> DO THIS:
Rewrite the listing below as a numbered list, leaving out the blank lines.

>>

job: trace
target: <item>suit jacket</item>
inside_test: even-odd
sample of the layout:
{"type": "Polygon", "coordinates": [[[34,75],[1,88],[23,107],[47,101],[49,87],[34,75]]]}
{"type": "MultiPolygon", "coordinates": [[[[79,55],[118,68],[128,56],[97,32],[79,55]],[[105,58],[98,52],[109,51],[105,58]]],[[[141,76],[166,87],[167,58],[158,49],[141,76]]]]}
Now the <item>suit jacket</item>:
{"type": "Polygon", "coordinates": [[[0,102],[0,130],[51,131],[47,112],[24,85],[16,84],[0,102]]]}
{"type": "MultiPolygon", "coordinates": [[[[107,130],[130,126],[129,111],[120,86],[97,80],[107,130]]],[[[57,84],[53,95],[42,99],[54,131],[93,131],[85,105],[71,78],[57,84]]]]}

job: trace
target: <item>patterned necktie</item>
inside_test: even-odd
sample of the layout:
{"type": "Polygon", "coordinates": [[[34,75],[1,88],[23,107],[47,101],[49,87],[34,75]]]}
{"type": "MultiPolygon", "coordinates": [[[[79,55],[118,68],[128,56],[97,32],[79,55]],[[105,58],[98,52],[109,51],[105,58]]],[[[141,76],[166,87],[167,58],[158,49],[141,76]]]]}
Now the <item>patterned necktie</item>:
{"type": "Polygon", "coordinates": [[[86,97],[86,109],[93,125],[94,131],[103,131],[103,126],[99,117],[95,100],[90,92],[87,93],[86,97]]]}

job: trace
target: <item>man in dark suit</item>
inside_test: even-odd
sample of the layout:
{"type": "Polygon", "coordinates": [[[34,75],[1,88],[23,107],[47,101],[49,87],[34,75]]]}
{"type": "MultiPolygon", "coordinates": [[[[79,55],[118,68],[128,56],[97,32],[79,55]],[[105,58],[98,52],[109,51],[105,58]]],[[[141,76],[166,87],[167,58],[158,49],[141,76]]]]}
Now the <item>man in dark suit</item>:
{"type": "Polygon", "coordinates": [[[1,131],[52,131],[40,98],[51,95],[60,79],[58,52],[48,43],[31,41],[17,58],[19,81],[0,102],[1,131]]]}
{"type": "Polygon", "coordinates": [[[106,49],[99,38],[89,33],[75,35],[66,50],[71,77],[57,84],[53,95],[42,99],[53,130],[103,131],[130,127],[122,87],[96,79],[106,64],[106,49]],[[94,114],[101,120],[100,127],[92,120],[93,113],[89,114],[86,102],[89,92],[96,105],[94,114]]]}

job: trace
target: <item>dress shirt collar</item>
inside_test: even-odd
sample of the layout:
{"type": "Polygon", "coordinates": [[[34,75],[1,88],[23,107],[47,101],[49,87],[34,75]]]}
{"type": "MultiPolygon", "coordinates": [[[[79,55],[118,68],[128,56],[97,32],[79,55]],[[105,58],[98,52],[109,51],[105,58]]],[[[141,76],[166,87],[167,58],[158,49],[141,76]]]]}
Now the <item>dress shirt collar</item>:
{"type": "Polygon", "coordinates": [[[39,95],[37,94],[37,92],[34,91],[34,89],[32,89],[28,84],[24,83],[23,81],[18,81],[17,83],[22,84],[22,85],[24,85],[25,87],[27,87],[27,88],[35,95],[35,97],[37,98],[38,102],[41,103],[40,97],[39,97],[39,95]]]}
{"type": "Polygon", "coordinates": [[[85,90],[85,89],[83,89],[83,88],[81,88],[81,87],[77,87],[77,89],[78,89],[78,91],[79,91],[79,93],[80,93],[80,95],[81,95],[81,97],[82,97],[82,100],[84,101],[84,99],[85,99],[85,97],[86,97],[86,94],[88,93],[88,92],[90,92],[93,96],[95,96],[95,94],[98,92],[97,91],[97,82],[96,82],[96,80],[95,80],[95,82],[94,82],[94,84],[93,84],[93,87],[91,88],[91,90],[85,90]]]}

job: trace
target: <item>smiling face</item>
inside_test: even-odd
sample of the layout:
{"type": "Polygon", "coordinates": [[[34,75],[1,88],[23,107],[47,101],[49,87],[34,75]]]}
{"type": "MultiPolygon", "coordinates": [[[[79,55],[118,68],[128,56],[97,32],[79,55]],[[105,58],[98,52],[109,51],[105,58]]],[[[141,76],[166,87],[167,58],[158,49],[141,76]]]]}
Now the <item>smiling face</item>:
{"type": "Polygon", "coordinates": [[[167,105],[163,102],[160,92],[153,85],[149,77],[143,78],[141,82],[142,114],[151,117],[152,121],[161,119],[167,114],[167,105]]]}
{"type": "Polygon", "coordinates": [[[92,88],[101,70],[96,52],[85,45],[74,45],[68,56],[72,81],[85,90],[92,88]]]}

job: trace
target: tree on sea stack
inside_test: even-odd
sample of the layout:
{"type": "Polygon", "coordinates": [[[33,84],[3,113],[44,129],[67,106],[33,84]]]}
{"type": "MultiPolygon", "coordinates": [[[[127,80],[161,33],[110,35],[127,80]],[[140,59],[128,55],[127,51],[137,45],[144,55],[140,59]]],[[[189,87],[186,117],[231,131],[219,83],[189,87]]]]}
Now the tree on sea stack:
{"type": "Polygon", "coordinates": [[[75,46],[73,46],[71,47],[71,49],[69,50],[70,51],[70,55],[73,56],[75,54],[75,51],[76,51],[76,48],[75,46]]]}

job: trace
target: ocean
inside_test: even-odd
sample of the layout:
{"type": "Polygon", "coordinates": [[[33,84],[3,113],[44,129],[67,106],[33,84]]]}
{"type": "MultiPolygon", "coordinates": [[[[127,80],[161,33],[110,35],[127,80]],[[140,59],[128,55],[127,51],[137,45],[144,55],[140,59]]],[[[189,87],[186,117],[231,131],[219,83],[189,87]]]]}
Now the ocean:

<<

> PROBLEM SOLUTION:
1. job: trace
2. target: <item>suit jacket</item>
3. inside_test: even-odd
4. sample of the layout:
5. {"type": "Polygon", "coordinates": [[[34,75],[1,88],[23,107],[47,101],[49,87],[34,75]]]}
6. {"type": "MultiPolygon", "coordinates": [[[[79,55],[118,68],[128,56],[97,32],[79,55]],[[105,58],[98,52],[109,51],[105,58]]],[[[141,76],[166,87],[167,58],[158,49],[141,76]]]]}
7. Now the <item>suit jacket</item>:
8. {"type": "Polygon", "coordinates": [[[0,102],[0,130],[51,131],[47,112],[24,85],[16,84],[0,102]]]}
9. {"type": "MultiPolygon", "coordinates": [[[[107,130],[130,126],[129,111],[120,86],[97,80],[107,130]]],[[[57,84],[53,95],[42,99],[54,131],[93,131],[85,105],[71,78],[57,84]]]]}
10. job: trace
11. target: <item>patterned necktie</item>
12. inside_test: even-odd
13. sample of the layout:
14. {"type": "Polygon", "coordinates": [[[34,75],[1,88],[23,107],[47,101],[49,87],[34,75]]]}
15. {"type": "MultiPolygon", "coordinates": [[[[79,55],[118,68],[128,56],[97,32],[79,55]],[[105,58],[98,52],[109,51],[105,58]]],[[[141,76],[166,87],[167,58],[158,49],[141,76]]]]}
16. Now the <item>patterned necktie</item>:
17. {"type": "Polygon", "coordinates": [[[86,97],[86,109],[93,125],[94,131],[103,131],[103,126],[99,117],[95,100],[90,92],[87,93],[86,97]]]}
18. job: trace
19. target: <item>man in dark suit</item>
20. inside_test: even-odd
21. sample of the layout:
22. {"type": "Polygon", "coordinates": [[[34,75],[1,88],[23,107],[47,101],[49,87],[34,75]]]}
23. {"type": "MultiPolygon", "coordinates": [[[[79,55],[118,68],[128,56],[97,32],[79,55]],[[105,58],[98,52],[109,51],[105,58]]],[[[141,76],[166,87],[167,58],[158,49],[141,76]]]]}
24. Now the <item>man in dark suit</item>:
25. {"type": "Polygon", "coordinates": [[[1,131],[52,131],[40,98],[51,95],[60,79],[58,52],[48,43],[31,41],[17,58],[19,81],[0,102],[1,131]]]}
26. {"type": "Polygon", "coordinates": [[[106,49],[99,38],[89,33],[75,35],[66,50],[71,77],[57,84],[53,95],[42,99],[53,130],[103,131],[130,127],[122,87],[96,79],[106,64],[106,49]],[[94,114],[101,120],[100,127],[92,120],[93,113],[89,114],[86,102],[89,92],[96,105],[94,114]]]}
27. job: trace
28. target: <item>dress shirt collar</item>
29. inside_test: even-odd
30. sample of the layout:
31. {"type": "Polygon", "coordinates": [[[34,75],[1,88],[23,107],[47,101],[49,87],[34,75]]]}
32. {"type": "MultiPolygon", "coordinates": [[[[79,55],[118,68],[128,56],[97,32],[79,55]],[[105,58],[98,52],[109,51],[105,58]]],[[[141,76],[166,87],[167,58],[158,49],[141,76]]]]}
33. Now the <item>dress shirt collar</item>:
34. {"type": "Polygon", "coordinates": [[[39,95],[37,94],[37,92],[34,91],[34,89],[32,89],[28,84],[24,83],[23,81],[18,81],[17,83],[22,84],[22,85],[24,85],[25,87],[27,87],[27,88],[35,95],[35,97],[37,98],[38,102],[41,103],[40,97],[39,97],[39,95]]]}
35. {"type": "Polygon", "coordinates": [[[85,90],[85,89],[83,89],[83,88],[81,88],[81,87],[77,87],[77,89],[78,89],[78,91],[79,91],[79,93],[80,93],[80,95],[81,95],[81,97],[82,97],[82,100],[84,101],[84,99],[85,99],[85,97],[86,97],[86,94],[88,93],[88,92],[90,92],[93,96],[95,96],[95,94],[98,92],[97,91],[97,82],[96,82],[96,80],[95,80],[95,82],[94,82],[94,84],[93,84],[93,87],[91,88],[91,90],[85,90]]]}
36. job: trace
37. target: <item>smiling face</item>
38. inside_test: even-odd
39. sample of the layout:
40. {"type": "Polygon", "coordinates": [[[34,75],[1,88],[23,107],[47,101],[49,87],[34,75]]]}
41. {"type": "MultiPolygon", "coordinates": [[[[79,55],[118,68],[128,56],[97,32],[79,55]],[[105,58],[98,52],[109,51],[105,58]]],[[[141,76],[166,87],[167,58],[158,49],[141,76]]]]}
42. Now the <item>smiling face</item>:
43. {"type": "Polygon", "coordinates": [[[167,105],[163,102],[160,92],[153,85],[149,77],[143,78],[141,82],[142,114],[151,117],[152,121],[161,119],[167,114],[167,105]]]}
44. {"type": "Polygon", "coordinates": [[[92,88],[101,70],[96,52],[85,45],[74,45],[68,56],[72,81],[85,90],[92,88]]]}
45. job: trace
46. target: tree on sea stack
47. inside_test: even-odd
48. sample of the layout:
49. {"type": "Polygon", "coordinates": [[[33,84],[3,113],[44,129],[67,106],[33,84]]]}
50. {"type": "MultiPolygon", "coordinates": [[[[127,80],[161,33],[110,35],[127,80]],[[140,59],[128,55],[127,51],[137,45],[144,55],[140,59]]],[[[189,87],[186,117],[231,131],[219,83],[189,87]]]]}
51. Now the tree on sea stack:
52. {"type": "Polygon", "coordinates": [[[75,46],[73,46],[71,47],[71,49],[69,50],[70,51],[70,55],[73,56],[75,54],[75,51],[76,51],[76,48],[75,46]]]}
53. job: trace
54. target: ocean
55. inside_test: even-odd
56. sample of the layout:
57. {"type": "Polygon", "coordinates": [[[33,84],[3,113],[44,129],[67,106],[33,84]]]}
58. {"type": "MultiPolygon", "coordinates": [[[[127,80],[161,33],[110,35],[127,80]],[[140,59],[128,55],[127,51],[137,45],[144,55],[140,59]]],[[[189,87],[186,117],[231,131],[219,83],[189,87]]]]}
59. Now the ocean:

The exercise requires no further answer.